(Entries taken from a collection)

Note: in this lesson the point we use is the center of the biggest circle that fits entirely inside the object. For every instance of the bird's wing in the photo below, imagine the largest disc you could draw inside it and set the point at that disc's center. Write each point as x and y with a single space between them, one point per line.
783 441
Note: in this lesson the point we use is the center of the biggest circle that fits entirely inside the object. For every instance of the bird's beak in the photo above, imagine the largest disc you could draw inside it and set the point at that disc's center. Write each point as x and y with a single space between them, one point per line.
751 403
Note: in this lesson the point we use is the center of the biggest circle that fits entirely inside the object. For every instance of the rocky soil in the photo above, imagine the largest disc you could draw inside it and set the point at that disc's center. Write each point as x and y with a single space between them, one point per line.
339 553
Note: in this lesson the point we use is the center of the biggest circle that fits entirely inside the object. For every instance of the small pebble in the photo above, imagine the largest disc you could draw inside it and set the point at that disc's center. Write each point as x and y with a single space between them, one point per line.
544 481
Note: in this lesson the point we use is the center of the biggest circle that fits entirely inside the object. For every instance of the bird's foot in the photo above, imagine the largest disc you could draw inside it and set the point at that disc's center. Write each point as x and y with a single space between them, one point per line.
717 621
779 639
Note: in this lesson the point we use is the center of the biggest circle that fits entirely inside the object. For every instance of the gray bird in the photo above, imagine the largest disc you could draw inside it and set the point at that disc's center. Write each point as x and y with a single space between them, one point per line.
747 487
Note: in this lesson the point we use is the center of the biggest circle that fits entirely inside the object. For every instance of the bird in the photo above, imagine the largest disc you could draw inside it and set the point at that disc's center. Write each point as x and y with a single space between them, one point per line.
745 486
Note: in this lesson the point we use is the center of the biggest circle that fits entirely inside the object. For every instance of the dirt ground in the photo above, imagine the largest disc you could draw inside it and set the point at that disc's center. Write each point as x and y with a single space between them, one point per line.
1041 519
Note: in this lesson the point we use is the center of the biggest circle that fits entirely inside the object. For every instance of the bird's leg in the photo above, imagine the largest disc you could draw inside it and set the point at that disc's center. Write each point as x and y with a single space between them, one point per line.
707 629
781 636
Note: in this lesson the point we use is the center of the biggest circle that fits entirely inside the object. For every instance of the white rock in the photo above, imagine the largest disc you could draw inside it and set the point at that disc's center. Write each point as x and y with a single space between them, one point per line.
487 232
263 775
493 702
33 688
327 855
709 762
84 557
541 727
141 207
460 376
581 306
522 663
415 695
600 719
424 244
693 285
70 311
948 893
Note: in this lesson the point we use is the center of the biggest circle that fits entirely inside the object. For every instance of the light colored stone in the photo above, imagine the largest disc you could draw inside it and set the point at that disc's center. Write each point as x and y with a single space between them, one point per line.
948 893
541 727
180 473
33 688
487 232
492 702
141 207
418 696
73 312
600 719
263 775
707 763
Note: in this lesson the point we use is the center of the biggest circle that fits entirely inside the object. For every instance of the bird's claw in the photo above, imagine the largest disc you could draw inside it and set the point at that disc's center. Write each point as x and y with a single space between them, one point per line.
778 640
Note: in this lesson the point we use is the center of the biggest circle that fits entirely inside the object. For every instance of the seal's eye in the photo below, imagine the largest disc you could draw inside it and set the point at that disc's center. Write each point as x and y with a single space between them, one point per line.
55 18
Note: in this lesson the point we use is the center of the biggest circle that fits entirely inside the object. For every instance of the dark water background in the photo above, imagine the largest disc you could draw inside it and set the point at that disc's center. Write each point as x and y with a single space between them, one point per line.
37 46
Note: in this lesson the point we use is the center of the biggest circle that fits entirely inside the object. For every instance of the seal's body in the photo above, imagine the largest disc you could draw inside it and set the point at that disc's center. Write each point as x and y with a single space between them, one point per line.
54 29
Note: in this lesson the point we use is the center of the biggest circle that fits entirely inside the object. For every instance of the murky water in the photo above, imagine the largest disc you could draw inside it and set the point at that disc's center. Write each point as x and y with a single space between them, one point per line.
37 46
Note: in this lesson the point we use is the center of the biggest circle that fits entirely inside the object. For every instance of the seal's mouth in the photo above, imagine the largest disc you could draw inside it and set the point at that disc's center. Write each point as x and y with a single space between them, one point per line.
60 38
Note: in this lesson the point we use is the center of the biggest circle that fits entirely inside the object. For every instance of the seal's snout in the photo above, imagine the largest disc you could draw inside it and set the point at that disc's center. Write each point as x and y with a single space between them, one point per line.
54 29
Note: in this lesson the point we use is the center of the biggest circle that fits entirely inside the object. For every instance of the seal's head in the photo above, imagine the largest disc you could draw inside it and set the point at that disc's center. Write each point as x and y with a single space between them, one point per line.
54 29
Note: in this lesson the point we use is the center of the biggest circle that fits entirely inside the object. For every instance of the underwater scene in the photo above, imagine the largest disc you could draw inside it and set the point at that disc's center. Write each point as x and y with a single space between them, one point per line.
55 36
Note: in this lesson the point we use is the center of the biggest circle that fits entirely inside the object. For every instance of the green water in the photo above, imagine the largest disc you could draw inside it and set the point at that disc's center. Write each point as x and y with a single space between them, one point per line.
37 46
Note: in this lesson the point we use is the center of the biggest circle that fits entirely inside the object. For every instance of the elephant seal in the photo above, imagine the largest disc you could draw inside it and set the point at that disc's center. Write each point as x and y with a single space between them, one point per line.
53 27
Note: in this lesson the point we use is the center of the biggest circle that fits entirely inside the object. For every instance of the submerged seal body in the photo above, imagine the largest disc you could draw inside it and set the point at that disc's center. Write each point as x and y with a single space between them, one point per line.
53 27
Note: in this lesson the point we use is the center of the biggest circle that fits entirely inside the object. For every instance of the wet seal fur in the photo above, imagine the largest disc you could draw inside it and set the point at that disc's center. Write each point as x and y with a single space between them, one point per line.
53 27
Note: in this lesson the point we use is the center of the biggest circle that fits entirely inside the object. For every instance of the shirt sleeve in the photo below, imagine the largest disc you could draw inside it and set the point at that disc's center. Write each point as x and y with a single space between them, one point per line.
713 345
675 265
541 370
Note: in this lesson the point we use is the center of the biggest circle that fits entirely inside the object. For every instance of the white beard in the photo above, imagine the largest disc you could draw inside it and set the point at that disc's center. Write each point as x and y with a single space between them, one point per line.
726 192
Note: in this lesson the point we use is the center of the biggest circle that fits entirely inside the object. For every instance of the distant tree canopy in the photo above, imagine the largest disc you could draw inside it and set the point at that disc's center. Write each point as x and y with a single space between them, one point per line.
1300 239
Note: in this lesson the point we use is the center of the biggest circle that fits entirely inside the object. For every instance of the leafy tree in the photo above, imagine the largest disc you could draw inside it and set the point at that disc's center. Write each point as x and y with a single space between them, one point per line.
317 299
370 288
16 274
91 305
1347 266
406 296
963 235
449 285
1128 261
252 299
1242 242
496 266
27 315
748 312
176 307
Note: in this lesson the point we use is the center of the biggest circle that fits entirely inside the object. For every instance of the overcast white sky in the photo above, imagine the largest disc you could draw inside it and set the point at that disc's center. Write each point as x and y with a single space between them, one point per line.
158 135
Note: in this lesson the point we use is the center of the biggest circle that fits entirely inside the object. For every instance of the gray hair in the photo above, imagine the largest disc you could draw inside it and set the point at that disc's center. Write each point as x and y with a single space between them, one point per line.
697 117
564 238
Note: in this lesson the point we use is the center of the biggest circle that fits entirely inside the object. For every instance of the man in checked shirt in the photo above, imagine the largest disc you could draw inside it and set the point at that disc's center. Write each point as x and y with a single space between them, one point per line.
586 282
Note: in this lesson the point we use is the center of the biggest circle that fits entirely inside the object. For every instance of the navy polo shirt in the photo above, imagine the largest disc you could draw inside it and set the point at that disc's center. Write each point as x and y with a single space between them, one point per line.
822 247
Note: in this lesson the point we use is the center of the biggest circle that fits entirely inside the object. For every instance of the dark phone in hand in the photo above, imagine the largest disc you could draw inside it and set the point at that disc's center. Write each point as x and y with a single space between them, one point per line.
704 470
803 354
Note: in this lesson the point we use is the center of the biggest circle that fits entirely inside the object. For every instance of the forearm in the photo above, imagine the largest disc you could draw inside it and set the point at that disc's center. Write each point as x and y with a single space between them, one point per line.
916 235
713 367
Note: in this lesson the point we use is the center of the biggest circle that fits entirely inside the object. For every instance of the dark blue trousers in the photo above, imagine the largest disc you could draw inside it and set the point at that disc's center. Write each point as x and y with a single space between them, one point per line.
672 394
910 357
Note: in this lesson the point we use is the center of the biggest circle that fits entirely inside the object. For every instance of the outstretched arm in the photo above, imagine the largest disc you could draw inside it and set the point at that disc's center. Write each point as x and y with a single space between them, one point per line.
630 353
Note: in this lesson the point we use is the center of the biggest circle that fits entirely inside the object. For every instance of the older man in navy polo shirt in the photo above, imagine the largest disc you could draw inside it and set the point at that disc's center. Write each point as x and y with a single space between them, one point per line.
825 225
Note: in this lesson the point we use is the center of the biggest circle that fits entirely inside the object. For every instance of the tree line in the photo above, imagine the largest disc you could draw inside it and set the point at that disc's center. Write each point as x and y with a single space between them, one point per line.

- PROBLEM REQUIREMENTS
Write out exactly the lines of the entries above that run from the line containing "the dark blue" through the last line, including both.

- REPLY TO THE TASK
Note: in this lesson the point we use is the center of the biggest circle that fits entirely inside the object. For every instance of the dark blue trousers in the photo above, imagine the largest disc you could draw inside it and set the point at that disc's center. Write each point as x and y with a single space between them, one point per line.
672 394
910 357
Note: in this lesson the point we use is the center of the biggest circle that fits entirely inside the object. For every instance of the outstretched arm in the photo above, imagine the largest disc you could draw inside it and set the point at that disc's center. Write each point as x and y with a single space between them, one point per line.
630 353
Note: in this lesson the point we use is the center of the biggest circle that fits entirely inside the object. For every instance of the older man in navy polo shirt in the photo above, imagine the largest disc you could draw inside it and set the point at that disc's center. Write each point as x and y with a single space between them, one point per line.
825 225
Note: in this lesson the point we use is the center of the biggest circle that fits entirely inside the object. For every instance of the tree line in the photo above, imagine the largest disc you could draw inside it and set the point at that disc's center. Write each point as x and y with a single space between them, one point per line.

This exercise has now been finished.